Listed entries:
● ● ● ● ●
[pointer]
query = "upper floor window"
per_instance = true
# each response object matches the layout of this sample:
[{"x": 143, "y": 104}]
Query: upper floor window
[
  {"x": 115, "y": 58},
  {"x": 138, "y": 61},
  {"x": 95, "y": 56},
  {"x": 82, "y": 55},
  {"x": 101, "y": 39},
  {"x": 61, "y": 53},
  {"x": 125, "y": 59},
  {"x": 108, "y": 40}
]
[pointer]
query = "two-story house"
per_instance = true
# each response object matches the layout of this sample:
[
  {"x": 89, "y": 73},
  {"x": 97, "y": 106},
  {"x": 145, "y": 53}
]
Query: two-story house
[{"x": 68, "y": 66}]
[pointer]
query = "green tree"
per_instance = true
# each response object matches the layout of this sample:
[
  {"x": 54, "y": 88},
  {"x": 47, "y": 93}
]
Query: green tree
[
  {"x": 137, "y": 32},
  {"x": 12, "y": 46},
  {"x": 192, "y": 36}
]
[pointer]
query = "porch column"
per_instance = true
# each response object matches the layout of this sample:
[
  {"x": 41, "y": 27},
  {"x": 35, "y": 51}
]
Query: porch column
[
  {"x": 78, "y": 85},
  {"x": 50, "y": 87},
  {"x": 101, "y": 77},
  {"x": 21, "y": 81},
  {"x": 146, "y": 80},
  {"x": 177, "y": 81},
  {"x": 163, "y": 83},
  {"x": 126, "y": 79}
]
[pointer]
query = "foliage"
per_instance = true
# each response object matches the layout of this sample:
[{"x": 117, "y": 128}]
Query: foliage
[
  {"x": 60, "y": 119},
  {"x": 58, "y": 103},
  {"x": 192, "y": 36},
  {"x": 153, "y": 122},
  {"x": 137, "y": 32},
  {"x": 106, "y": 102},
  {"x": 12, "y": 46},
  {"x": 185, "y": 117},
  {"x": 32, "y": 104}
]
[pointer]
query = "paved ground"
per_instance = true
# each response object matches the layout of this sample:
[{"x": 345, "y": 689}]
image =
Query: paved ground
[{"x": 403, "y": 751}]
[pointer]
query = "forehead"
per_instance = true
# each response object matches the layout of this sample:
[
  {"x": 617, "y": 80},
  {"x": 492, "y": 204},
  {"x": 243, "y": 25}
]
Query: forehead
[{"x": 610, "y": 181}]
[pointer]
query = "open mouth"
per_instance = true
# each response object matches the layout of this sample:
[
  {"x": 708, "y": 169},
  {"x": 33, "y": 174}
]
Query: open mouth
● ● ● ● ●
Written problem: Each line above is to be repeated exactly.

In response:
[pointer]
query = "upper floor window"
per_instance = true
# each response object matches the layout of this sample:
[{"x": 143, "y": 104}]
Query: upper floor window
[
  {"x": 115, "y": 58},
  {"x": 138, "y": 61},
  {"x": 95, "y": 56},
  {"x": 82, "y": 55},
  {"x": 101, "y": 39},
  {"x": 61, "y": 53},
  {"x": 125, "y": 59},
  {"x": 108, "y": 40}
]
[pointer]
query = "two-story house"
per_instance = true
# each response object matches the layout of this sample:
[
  {"x": 89, "y": 73},
  {"x": 97, "y": 106},
  {"x": 145, "y": 53}
]
Query: two-story house
[{"x": 68, "y": 66}]
[pointer]
query = "green tree"
per_instance = true
# each response object matches the layout of this sample:
[
  {"x": 54, "y": 88},
  {"x": 47, "y": 93}
]
Query: green tree
[
  {"x": 137, "y": 32},
  {"x": 12, "y": 46},
  {"x": 192, "y": 36}
]
[pointer]
query = "porch column"
per_instance = true
# each response object matches the layout of this sample:
[
  {"x": 41, "y": 27},
  {"x": 35, "y": 51}
]
Query: porch column
[
  {"x": 78, "y": 85},
  {"x": 50, "y": 87},
  {"x": 101, "y": 77},
  {"x": 21, "y": 81},
  {"x": 146, "y": 80},
  {"x": 177, "y": 81},
  {"x": 163, "y": 83},
  {"x": 126, "y": 79}
]
[pointer]
query = "foliage"
per_instance = true
# each response object matches the layout of this sample:
[{"x": 117, "y": 128}]
Query: foliage
[
  {"x": 60, "y": 119},
  {"x": 58, "y": 103},
  {"x": 192, "y": 36},
  {"x": 153, "y": 122},
  {"x": 137, "y": 32},
  {"x": 106, "y": 102},
  {"x": 12, "y": 46},
  {"x": 185, "y": 117},
  {"x": 32, "y": 104}
]
[pointer]
query = "paved ground"
per_instance = true
# each response object matches the layout of this sample:
[{"x": 345, "y": 689}]
image =
Query: paved ground
[{"x": 403, "y": 751}]
[pointer]
query = "forehead"
per_instance = true
# each response object matches the layout of this sample:
[
  {"x": 617, "y": 80},
  {"x": 492, "y": 204},
  {"x": 243, "y": 25}
]
Query: forehead
[{"x": 610, "y": 181}]
[pointer]
query = "open mouth"
per_instance = true
# each response object matches the layout of this sample:
[
  {"x": 708, "y": 169},
  {"x": 33, "y": 174}
]
Query: open mouth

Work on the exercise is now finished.